* **Descrizione attività**
Modifica le righe seguenti sostituendo "Annotation task" con "Labeling task" e lasciando invariato tutto il resto.

(Righe del dataset di puntamento oggetti)
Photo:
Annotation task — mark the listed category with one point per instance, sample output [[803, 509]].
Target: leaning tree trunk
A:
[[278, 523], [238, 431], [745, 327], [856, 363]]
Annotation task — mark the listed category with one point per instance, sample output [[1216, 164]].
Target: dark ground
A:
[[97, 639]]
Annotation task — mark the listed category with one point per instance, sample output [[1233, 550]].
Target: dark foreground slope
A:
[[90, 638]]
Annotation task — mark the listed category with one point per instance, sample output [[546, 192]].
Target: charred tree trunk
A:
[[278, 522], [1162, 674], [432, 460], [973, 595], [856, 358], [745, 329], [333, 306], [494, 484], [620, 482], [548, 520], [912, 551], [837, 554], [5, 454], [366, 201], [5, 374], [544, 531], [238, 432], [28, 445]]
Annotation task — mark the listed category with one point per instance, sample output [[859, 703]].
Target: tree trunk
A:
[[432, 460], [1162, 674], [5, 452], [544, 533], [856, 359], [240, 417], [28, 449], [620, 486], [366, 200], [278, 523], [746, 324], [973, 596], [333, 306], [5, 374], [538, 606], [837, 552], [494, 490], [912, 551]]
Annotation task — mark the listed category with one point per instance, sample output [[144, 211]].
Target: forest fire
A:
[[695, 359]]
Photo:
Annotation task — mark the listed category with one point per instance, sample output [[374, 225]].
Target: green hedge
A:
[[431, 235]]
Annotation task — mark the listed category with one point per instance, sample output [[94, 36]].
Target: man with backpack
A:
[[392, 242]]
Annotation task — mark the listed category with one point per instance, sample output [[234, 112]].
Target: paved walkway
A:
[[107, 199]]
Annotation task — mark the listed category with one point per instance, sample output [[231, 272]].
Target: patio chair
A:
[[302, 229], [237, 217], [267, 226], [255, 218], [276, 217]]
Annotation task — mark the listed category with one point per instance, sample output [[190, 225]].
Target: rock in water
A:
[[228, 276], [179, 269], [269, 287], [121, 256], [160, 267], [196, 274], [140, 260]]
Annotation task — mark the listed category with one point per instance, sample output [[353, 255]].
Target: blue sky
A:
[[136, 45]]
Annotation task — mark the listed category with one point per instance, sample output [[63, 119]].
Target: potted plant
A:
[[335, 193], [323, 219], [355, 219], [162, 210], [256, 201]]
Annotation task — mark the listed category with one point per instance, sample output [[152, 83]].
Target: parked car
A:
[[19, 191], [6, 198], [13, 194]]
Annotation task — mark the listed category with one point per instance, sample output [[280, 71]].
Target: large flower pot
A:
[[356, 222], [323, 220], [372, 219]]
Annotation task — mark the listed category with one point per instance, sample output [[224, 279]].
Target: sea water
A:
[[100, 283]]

* **Soluzione esercizio**
Photo:
Labeling task — mark the listed category with one point per instance, sample output [[803, 509]].
Target: leaning tree trunk
A:
[[278, 523], [238, 431], [745, 327], [856, 363]]
Labeling task — mark the listed category with one point per instance, sample output [[1216, 164]].
Target: dark ground
A:
[[97, 639]]
Labeling task — mark the listed category with one point per instance, sample output [[1233, 550]].
Target: dark foreground slope
A:
[[90, 638]]
Labeling task — mark the listed category with one point per instance, sample output [[546, 192]].
Target: charred tree trunk
A:
[[278, 522], [1162, 674], [432, 460], [973, 595], [856, 358], [745, 329], [333, 306], [494, 484], [620, 482], [548, 520], [912, 551], [837, 554], [5, 454], [366, 201], [5, 374], [544, 531], [238, 432], [28, 445]]
Labeling task — mark the listed category with one point per instance, sample output [[859, 703]].
Target: tree trunk
A:
[[432, 460], [1162, 674], [5, 452], [544, 533], [856, 359], [240, 417], [28, 449], [620, 486], [366, 200], [278, 523], [746, 324], [973, 596], [333, 306], [5, 374], [538, 606], [837, 552], [494, 490], [912, 551]]
Labeling task — mark the listed category with one point per instance, sample output [[144, 211]].
Target: forest fire
A:
[[695, 359]]
Photo:
Labeling task — mark the listed category with one point per instance, sample output [[374, 225]].
Target: green hedge
A:
[[431, 235]]
Labeling task — mark the listed category with one point per instance, sample output [[94, 36]].
Target: man with backpack
A:
[[392, 242]]
Labeling task — mark the listed category with one point per instance, sample output [[234, 112]].
Target: paved walkway
A:
[[107, 199]]
Labeling task — mark the listed category with one point per instance, sample output [[231, 272]].
Target: patio chair
A:
[[302, 229], [237, 217], [267, 226], [255, 218], [276, 217]]
Labeling task — mark the listed category with one point per instance, sample output [[190, 225]].
Target: rock in water
A:
[[228, 276], [179, 269], [269, 287], [121, 256], [160, 267], [196, 274], [140, 260]]
Labeling task — mark the listed category with one point per instance, sample output [[353, 255]].
Target: blue sky
A:
[[136, 45]]
Labeling task — mark the listed category with one point per instance, sample output [[63, 119]].
Target: potted plant
A:
[[335, 193], [323, 219], [355, 219], [162, 210], [256, 201]]
Labeling task — mark the listed category with one point per instance, sample output [[152, 83]].
Target: parked car
A:
[[19, 191], [6, 198], [13, 194]]
Labeling task — mark the listed category with one point per instance, sample output [[280, 71]].
Target: large flower pot
A:
[[356, 222], [323, 220], [372, 219]]
Labeling task — mark the listed category with one point per instance, sample output [[224, 279]].
Target: sea water
A:
[[100, 283]]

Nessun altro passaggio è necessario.